▶ **EXERCISE TASK**
Starting at the beginning of the records and going on through the line with "x=105 y=143", recast each line as a Markdown table row, with a number under Row and the line under Line. Skip blank lines and leave the pictures out.

▶ **STORED ROWS**

** Begin **

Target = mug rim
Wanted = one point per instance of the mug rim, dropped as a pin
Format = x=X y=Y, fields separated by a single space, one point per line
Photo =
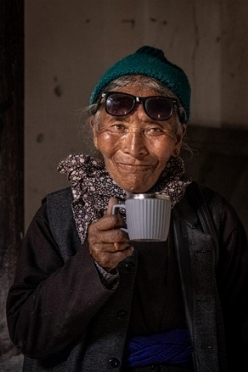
x=148 y=196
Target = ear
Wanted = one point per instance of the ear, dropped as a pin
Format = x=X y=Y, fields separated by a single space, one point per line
x=179 y=138
x=94 y=130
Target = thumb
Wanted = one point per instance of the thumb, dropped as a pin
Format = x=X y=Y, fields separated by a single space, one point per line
x=111 y=203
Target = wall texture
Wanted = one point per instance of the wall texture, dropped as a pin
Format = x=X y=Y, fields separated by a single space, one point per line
x=70 y=43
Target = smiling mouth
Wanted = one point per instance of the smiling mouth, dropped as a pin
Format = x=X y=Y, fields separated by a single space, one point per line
x=135 y=167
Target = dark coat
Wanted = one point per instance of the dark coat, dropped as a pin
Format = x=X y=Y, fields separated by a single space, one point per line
x=60 y=313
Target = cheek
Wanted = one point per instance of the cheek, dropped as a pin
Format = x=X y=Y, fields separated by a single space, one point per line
x=105 y=143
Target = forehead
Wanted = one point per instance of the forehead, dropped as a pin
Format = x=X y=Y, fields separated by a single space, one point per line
x=137 y=89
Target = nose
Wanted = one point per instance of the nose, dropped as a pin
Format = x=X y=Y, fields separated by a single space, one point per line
x=135 y=139
x=134 y=143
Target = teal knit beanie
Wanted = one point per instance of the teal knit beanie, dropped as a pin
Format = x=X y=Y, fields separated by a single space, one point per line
x=150 y=62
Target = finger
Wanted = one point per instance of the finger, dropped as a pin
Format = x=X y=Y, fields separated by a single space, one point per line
x=111 y=203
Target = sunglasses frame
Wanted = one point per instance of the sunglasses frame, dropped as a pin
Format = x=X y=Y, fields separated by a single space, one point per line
x=139 y=100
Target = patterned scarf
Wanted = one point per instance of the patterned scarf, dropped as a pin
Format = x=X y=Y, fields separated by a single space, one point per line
x=92 y=187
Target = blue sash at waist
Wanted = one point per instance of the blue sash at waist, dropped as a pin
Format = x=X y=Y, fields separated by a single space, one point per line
x=171 y=347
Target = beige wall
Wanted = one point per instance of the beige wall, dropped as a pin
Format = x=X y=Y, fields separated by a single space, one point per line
x=69 y=43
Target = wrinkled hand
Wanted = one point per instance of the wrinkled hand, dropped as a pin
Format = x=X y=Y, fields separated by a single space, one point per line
x=108 y=245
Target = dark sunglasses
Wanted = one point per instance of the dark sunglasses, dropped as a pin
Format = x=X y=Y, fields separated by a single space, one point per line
x=156 y=107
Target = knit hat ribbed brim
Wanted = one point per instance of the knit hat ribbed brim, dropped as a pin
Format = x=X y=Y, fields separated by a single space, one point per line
x=148 y=61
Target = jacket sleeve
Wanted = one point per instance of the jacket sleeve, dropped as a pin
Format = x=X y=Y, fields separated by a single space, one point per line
x=51 y=302
x=232 y=277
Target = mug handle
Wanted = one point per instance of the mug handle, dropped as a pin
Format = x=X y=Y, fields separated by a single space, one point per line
x=115 y=210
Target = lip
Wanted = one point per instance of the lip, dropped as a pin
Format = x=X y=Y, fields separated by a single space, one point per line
x=134 y=166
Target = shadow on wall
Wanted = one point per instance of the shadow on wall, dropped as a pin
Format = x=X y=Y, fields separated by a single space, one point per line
x=220 y=161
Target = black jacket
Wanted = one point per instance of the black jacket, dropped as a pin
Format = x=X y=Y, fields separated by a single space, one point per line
x=60 y=314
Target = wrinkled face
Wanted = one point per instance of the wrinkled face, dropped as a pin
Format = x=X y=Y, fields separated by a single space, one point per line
x=136 y=148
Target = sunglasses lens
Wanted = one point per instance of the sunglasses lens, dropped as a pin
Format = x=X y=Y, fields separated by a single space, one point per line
x=118 y=104
x=121 y=104
x=159 y=108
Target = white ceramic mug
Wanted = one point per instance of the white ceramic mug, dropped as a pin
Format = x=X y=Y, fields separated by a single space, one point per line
x=147 y=216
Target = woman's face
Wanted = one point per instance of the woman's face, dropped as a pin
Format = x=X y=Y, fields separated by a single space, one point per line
x=135 y=147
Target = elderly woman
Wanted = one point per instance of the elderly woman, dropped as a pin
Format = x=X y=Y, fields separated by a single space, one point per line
x=85 y=297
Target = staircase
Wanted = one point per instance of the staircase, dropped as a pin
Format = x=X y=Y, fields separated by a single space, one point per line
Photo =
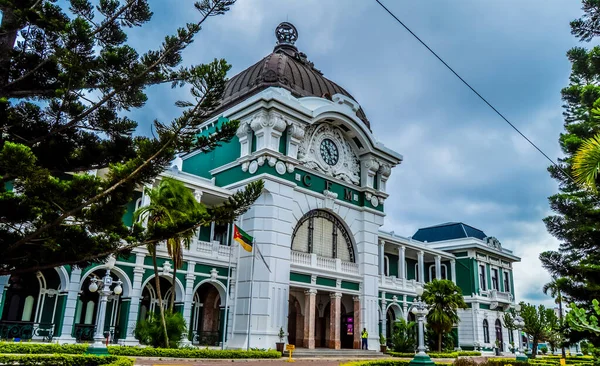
x=334 y=353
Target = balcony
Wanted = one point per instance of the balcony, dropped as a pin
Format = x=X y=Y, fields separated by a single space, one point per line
x=311 y=260
x=397 y=284
x=206 y=250
x=500 y=299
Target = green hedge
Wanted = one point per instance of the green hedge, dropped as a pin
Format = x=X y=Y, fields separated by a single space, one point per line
x=48 y=348
x=190 y=353
x=437 y=354
x=64 y=360
x=386 y=363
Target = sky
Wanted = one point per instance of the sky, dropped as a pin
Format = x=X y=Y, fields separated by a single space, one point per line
x=461 y=161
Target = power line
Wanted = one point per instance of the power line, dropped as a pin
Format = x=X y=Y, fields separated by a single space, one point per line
x=477 y=93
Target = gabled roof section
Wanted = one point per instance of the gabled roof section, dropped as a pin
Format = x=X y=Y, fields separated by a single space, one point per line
x=448 y=231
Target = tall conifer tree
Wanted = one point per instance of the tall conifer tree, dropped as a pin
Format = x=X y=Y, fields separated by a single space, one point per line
x=577 y=220
x=67 y=75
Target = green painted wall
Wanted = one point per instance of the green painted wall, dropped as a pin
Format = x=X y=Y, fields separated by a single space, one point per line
x=201 y=164
x=297 y=277
x=464 y=275
x=124 y=317
x=410 y=268
x=393 y=270
x=313 y=183
x=130 y=209
x=283 y=142
x=350 y=285
x=325 y=281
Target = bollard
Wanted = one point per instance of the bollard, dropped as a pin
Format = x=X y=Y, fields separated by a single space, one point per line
x=290 y=348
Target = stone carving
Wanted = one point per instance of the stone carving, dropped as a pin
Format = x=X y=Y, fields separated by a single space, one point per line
x=493 y=242
x=347 y=167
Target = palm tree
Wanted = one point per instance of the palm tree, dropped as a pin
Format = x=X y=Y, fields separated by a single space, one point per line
x=586 y=163
x=171 y=205
x=554 y=288
x=444 y=299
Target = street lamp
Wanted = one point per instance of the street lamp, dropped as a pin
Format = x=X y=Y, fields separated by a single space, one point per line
x=419 y=309
x=519 y=324
x=99 y=347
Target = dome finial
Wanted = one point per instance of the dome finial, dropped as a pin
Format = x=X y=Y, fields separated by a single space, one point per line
x=286 y=34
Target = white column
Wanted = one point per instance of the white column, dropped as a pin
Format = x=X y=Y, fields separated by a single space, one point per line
x=421 y=266
x=69 y=315
x=188 y=299
x=401 y=262
x=381 y=258
x=136 y=294
x=453 y=270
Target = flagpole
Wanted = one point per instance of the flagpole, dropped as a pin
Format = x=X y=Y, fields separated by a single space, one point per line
x=227 y=293
x=251 y=295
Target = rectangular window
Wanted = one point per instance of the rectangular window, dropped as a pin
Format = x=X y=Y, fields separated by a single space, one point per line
x=506 y=282
x=482 y=277
x=495 y=283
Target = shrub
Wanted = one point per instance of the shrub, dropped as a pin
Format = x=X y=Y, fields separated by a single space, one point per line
x=468 y=353
x=64 y=360
x=403 y=336
x=431 y=354
x=37 y=348
x=150 y=332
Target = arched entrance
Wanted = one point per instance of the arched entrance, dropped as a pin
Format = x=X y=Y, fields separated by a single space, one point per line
x=86 y=311
x=208 y=316
x=393 y=314
x=31 y=306
x=295 y=322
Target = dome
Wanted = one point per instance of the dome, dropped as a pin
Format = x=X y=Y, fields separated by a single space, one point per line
x=286 y=68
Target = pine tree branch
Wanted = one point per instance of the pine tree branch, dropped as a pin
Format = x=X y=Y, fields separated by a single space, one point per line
x=242 y=201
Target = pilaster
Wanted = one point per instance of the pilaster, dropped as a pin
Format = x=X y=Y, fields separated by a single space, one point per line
x=69 y=316
x=309 y=318
x=136 y=294
x=421 y=266
x=334 y=320
x=356 y=338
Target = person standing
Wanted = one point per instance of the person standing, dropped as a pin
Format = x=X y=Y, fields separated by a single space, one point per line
x=364 y=336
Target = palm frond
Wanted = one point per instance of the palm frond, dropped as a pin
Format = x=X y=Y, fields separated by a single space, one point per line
x=586 y=163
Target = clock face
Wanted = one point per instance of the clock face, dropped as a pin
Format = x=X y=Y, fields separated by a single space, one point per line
x=329 y=152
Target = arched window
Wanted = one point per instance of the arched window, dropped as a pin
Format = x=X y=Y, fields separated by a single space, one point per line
x=27 y=309
x=486 y=331
x=432 y=272
x=499 y=332
x=320 y=232
x=386 y=265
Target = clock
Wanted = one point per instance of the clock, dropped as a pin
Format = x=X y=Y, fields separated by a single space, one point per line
x=329 y=152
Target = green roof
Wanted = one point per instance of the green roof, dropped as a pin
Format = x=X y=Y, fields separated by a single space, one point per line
x=448 y=231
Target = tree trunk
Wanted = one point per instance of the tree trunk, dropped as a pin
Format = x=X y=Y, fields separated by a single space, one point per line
x=8 y=36
x=172 y=302
x=159 y=294
x=564 y=353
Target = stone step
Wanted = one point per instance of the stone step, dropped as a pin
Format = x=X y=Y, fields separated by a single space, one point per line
x=334 y=353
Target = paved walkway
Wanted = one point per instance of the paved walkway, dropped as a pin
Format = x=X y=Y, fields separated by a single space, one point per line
x=243 y=362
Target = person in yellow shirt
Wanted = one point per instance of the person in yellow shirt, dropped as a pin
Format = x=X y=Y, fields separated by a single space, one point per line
x=364 y=336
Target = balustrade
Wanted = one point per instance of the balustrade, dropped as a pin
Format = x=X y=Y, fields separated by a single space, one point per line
x=331 y=264
x=26 y=330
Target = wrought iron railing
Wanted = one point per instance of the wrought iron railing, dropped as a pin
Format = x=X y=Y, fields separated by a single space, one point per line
x=26 y=330
x=84 y=332
x=203 y=338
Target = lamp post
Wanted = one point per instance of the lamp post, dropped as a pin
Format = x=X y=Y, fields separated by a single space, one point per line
x=104 y=287
x=419 y=309
x=519 y=324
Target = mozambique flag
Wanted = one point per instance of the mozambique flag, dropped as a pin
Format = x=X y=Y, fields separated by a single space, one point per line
x=241 y=237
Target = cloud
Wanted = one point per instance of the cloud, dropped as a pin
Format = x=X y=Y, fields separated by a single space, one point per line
x=462 y=162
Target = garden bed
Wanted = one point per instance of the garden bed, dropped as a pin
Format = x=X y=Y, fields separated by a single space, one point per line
x=78 y=349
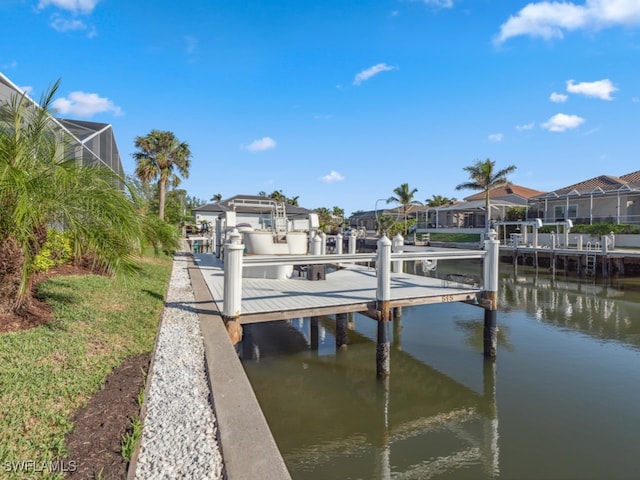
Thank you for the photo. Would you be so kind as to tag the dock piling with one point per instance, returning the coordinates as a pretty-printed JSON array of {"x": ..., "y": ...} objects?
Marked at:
[
  {"x": 232, "y": 289},
  {"x": 490, "y": 270},
  {"x": 383, "y": 297}
]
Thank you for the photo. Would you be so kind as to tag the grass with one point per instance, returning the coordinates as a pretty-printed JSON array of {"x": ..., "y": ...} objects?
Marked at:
[
  {"x": 48, "y": 372},
  {"x": 130, "y": 439},
  {"x": 455, "y": 237}
]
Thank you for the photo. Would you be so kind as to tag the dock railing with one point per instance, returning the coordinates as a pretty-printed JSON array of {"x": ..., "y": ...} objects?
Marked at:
[
  {"x": 384, "y": 258},
  {"x": 235, "y": 260}
]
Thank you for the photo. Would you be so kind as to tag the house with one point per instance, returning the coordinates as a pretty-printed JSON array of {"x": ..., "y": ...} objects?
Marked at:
[
  {"x": 260, "y": 213},
  {"x": 471, "y": 213},
  {"x": 606, "y": 199},
  {"x": 89, "y": 142},
  {"x": 368, "y": 220}
]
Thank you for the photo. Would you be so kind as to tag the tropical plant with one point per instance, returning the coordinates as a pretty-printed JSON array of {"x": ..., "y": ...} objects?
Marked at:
[
  {"x": 41, "y": 186},
  {"x": 158, "y": 157},
  {"x": 484, "y": 177},
  {"x": 404, "y": 196}
]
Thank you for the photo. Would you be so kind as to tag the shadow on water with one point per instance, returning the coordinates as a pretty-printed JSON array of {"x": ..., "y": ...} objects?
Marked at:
[
  {"x": 337, "y": 421},
  {"x": 543, "y": 410}
]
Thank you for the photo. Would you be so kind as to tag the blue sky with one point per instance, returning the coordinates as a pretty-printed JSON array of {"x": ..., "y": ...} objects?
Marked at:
[{"x": 339, "y": 102}]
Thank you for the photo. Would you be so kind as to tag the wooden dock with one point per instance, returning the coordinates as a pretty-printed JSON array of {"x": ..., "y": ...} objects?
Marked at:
[{"x": 351, "y": 288}]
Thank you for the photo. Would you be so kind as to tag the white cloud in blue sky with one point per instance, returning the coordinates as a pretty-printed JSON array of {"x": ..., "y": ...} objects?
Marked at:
[
  {"x": 223, "y": 77},
  {"x": 74, "y": 6},
  {"x": 601, "y": 89},
  {"x": 561, "y": 122},
  {"x": 439, "y": 3},
  {"x": 371, "y": 72},
  {"x": 558, "y": 97},
  {"x": 85, "y": 105},
  {"x": 332, "y": 177},
  {"x": 550, "y": 20},
  {"x": 260, "y": 145},
  {"x": 525, "y": 127}
]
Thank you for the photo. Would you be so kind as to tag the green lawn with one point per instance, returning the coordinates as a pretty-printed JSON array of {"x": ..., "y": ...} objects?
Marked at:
[{"x": 48, "y": 372}]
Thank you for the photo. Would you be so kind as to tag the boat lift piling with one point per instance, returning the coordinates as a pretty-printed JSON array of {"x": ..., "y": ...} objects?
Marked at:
[
  {"x": 490, "y": 271},
  {"x": 383, "y": 297}
]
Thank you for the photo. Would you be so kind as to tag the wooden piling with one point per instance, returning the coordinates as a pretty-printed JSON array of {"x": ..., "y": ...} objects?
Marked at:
[
  {"x": 342, "y": 337},
  {"x": 490, "y": 269},
  {"x": 383, "y": 296},
  {"x": 313, "y": 334},
  {"x": 233, "y": 289}
]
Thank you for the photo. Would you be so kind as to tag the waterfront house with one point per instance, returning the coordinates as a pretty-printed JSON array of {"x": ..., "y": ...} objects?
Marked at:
[
  {"x": 471, "y": 213},
  {"x": 260, "y": 213},
  {"x": 606, "y": 198},
  {"x": 88, "y": 142}
]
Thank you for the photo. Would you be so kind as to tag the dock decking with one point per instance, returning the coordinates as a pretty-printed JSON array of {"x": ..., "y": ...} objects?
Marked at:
[{"x": 349, "y": 289}]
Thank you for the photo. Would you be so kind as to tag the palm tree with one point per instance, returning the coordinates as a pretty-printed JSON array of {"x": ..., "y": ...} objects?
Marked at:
[
  {"x": 485, "y": 178},
  {"x": 41, "y": 187},
  {"x": 404, "y": 196},
  {"x": 160, "y": 153}
]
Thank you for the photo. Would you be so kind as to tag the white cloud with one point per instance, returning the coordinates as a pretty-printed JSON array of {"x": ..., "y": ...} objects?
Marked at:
[
  {"x": 551, "y": 19},
  {"x": 10, "y": 66},
  {"x": 558, "y": 97},
  {"x": 525, "y": 127},
  {"x": 370, "y": 72},
  {"x": 191, "y": 44},
  {"x": 75, "y": 6},
  {"x": 85, "y": 105},
  {"x": 561, "y": 122},
  {"x": 439, "y": 3},
  {"x": 332, "y": 177},
  {"x": 60, "y": 24},
  {"x": 599, "y": 89},
  {"x": 260, "y": 145}
]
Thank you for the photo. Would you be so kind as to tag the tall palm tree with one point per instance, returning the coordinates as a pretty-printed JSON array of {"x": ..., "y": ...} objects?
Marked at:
[
  {"x": 484, "y": 178},
  {"x": 159, "y": 154},
  {"x": 404, "y": 196},
  {"x": 41, "y": 187}
]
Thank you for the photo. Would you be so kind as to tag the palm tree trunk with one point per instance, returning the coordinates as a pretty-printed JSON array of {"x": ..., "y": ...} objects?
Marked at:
[
  {"x": 162, "y": 184},
  {"x": 11, "y": 265}
]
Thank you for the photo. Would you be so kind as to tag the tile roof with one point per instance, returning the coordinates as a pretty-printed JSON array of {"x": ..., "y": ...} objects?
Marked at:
[
  {"x": 505, "y": 191},
  {"x": 606, "y": 183}
]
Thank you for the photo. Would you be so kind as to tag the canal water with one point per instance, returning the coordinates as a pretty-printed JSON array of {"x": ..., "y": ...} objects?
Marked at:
[{"x": 562, "y": 400}]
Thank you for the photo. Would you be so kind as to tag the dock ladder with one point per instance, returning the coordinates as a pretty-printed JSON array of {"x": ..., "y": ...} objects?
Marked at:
[
  {"x": 280, "y": 217},
  {"x": 590, "y": 264}
]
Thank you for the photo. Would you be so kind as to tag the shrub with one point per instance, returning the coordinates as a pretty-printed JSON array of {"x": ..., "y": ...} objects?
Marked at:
[{"x": 55, "y": 251}]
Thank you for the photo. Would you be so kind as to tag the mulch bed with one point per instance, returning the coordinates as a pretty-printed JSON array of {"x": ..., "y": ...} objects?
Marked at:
[{"x": 95, "y": 442}]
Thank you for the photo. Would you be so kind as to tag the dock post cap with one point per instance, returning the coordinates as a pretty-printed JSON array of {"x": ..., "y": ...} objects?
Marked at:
[
  {"x": 235, "y": 237},
  {"x": 384, "y": 240}
]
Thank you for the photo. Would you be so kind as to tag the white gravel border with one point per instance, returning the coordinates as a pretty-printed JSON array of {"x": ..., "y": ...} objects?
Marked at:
[{"x": 179, "y": 437}]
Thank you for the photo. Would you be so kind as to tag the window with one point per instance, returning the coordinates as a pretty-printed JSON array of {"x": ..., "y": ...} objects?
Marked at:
[{"x": 559, "y": 212}]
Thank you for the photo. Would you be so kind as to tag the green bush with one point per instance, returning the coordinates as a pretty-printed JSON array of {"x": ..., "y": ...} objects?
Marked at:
[{"x": 55, "y": 251}]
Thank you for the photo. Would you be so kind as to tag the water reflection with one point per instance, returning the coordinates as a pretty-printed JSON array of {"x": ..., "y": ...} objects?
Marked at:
[
  {"x": 602, "y": 310},
  {"x": 567, "y": 381},
  {"x": 337, "y": 421}
]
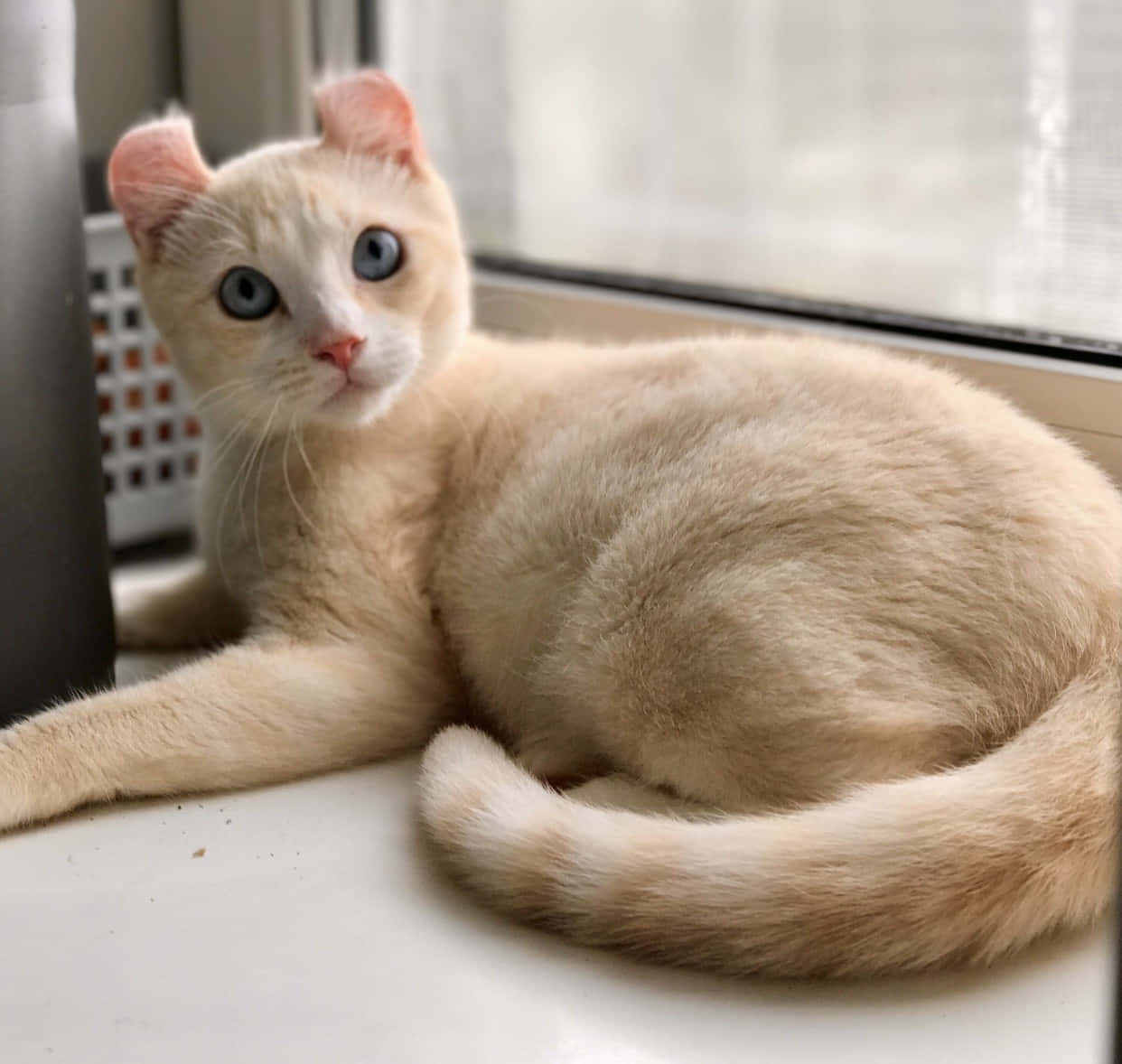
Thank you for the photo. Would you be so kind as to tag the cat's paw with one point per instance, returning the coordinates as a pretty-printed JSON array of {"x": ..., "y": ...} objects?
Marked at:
[{"x": 463, "y": 773}]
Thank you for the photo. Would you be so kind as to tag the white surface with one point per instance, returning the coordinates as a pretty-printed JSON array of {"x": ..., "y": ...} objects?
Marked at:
[{"x": 314, "y": 929}]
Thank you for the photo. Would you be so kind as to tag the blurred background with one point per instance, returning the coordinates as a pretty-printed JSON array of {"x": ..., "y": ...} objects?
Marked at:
[{"x": 959, "y": 161}]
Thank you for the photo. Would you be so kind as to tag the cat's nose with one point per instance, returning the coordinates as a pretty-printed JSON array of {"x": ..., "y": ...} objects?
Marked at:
[{"x": 340, "y": 351}]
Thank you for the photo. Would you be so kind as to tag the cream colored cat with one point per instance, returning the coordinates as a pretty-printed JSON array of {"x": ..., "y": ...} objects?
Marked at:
[{"x": 864, "y": 610}]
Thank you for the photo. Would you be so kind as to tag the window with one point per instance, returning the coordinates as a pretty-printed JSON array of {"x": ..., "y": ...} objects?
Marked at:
[{"x": 958, "y": 163}]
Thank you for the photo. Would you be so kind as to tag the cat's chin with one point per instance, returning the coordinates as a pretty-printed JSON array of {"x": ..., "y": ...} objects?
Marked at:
[{"x": 356, "y": 406}]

** End **

▶ **SOLUTION TO THE PROBLEM**
| Row | Line |
|---|---|
| 1 | Target = mug rim |
| 2 | Wanted = one point per instance of the mug rim, dropped as a pin |
| 3 | Format = x=X y=Y, fields separated by a single space, one point per line |
| 4 | Photo = |
| 5 | x=148 y=196 |
| 6 | Target = ear |
| 7 | Wanted = one point per instance of the ear, dropped as a pin |
| 8 | Format = x=X y=Y, fields separated by a single space, one point per line |
| 9 | x=179 y=138 |
| 10 | x=94 y=130 |
| 11 | Target = thumb |
| 12 | Wanted = one point per instance of the thumb, dropped as a pin |
| 13 | Format = x=X y=Y, fields separated by a single space, one point per line |
| 14 | x=111 y=203 |
| 15 | Target = wall texture |
| 16 | Wanted = one point per instance of the wall texture, dropped as a pin |
| 17 | Format = x=X y=Y, fields separated by a single space, one point per line |
| 18 | x=70 y=43 |
| 19 | Target = smiling mouth |
| 20 | Wanted = one point per instance of the smiling mouth, dropped as a pin |
| 21 | Format = x=X y=Y, fields separated by a single space, one point per line |
| 22 | x=135 y=167 |
| 23 | Target = dark coat |
| 24 | Wanted = one point per instance of the dark coat, dropped as a pin |
| 25 | Format = x=X y=Y, fields separated by a single space, one point per line |
| 26 | x=60 y=313 |
| 27 | Target = cheek |
| 28 | Wanted = one point per instance of the cheek, dropped as a pin |
| 29 | Format = x=X y=Y, fields separated by a single space, one point per line |
| 30 | x=105 y=143 |